THE TASKS:
1. Using the Raising Hope article, answer these:
(a) Who narrates the show?
(b) On what date did Fox cancel the show?
(c) In what fictional town does Jimmy live?
2. In one to three sentences, explain how Jimmy ends up raising his daughter Hope, as the Raising Hope article describes it.
3. Sum up the Raising Hope article in two sentences.

TEXT PROVIDED:
┌──

- Genre: Sitcom
- Created by: Greg Garcia
- Starring: Lucas Neff Martha Plimpton Garret Dillahunt Shannon Woodward Gregg Binkley Cloris Leachman
- Narrated by: Lucas Neff
- Opening theme: "Daddy-O" by the Freelance Economy (Kerry Smith)
- Composers: Danny Lux Matt Mariano
- Country of origin: United States
- Original language: English
- No. of seasons: 4
- No. of episodes: 88 (list of episodes)

Production
- Executive producers: Greg Garcia Mike Mariano Joey Gutierrez Mark Stegemann Michael Fresco (pilot only)
- Producers: Henry J. Lange Jr. Kim Hamberg Elijah Aron Jordan Young Audra Sielaff Becky Mann Dave Holstein
- Cinematography: Walt Fraser Sharon Meir
- Camera setup: Single-camera
- Running time: 30 minutes
- Production companies: Amigos de Garcia Productions (2010–2013) (seasons 1–3) Slowly I Turned Productions (2013–2014) (season 4) 20th Century Fox Television

Original release
- Network: Fox
- Release: September 21, 2010 – April 4, 2014

Related
- My Name Is Earl

= Raising Hope =

American television sitcom (2010–2014)

Raising Hope is an American television sitcom created by Greg Garcia that aired on Fox from September 21, 2010, to April 4, 2014. Following its first season, the show received two nominations at the 63rd Primetime Emmy Awards. Martha Plimpton was nominated for Outstanding Lead Actress in a Comedy Series, and Cloris Leachman was nominated for Outstanding Guest Actress in a Comedy Series. Plimpton also won the 2011 Satellite Award for Best Actress in a Comedy Series.

The fourth season premiered Friday, November 15, 2013, at 9:00 pm Eastern/8:00 pm Central with back-to-back episodes. Greg Garcia left Raising Hope to work on The Millers for CBS. On March 10, 2014, Fox cancelled the show after four seasons. The series finale aired on April 4, 2014.

==Premise==
James "Jimmy" Chance is a 23-year-old living in the quirky fictional Californian town of Natesville who impregnates a serial killer during a one-night stand. Earning custody of his unexpected daughter, Hope, after the mother is sentenced to death, Jimmy relies on his unorthodox but well-intentioned family for support in raising her.

└──

DATASET EXCERPT:
┌──

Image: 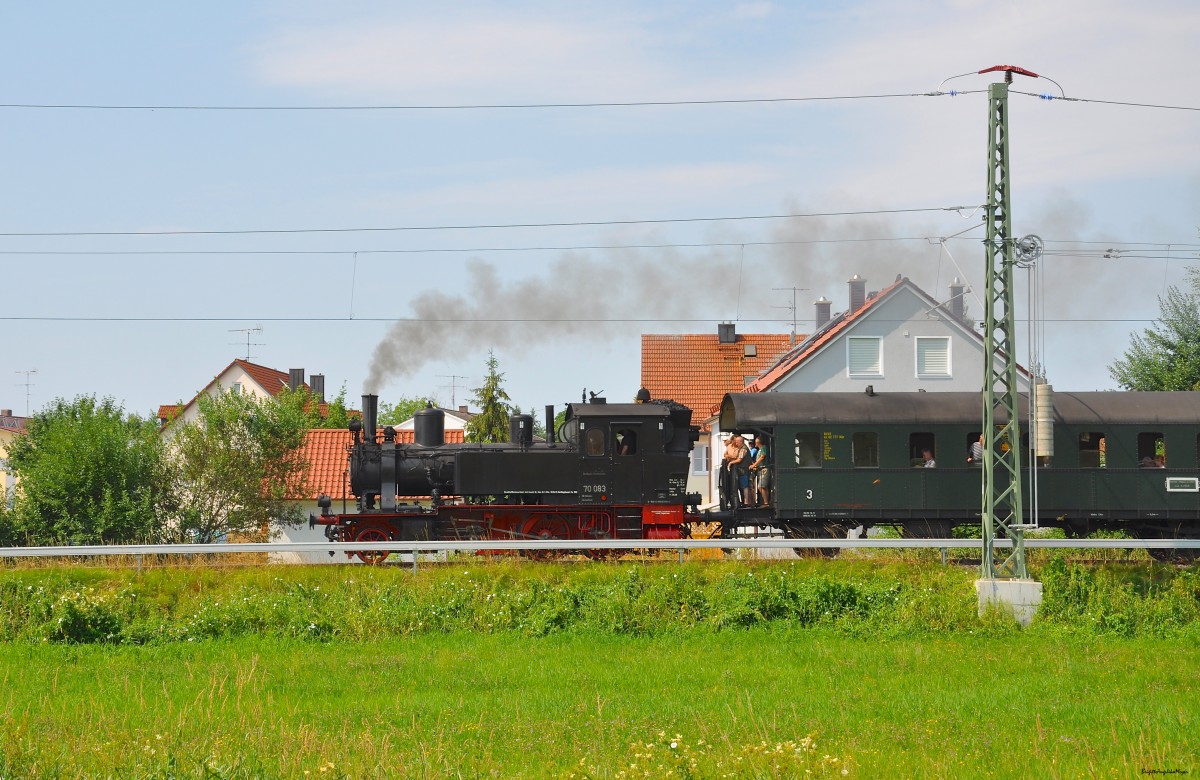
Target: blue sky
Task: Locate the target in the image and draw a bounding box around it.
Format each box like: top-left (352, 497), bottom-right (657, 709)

└──

EXPECTED ANSWERS:
1.
(a) Lucas Neff
(b) March 10, 2014
(c) Natesville, California

2. Jimmy gets a serial killer pregnant during a one-night stand. When the mother is sentenced to death, he earns custody of their daughter, Hope. He then relies on his unorthodox but well-intentioned family to help him raise her.

3. Raising Hope is an American sitcom created by Greg Garcia that aired on Fox from September 21, 2010, to April 4, 2014, earning Emmy nominations for Martha Plimpton and Cloris Leachman after its first season. It follows Jimmy Chance, a 23-year-old in the fictional town of Natesville who gains custody of his daughter Hope after her serial-killer mother is sentenced to death, and Fox cancelled it after four seasons.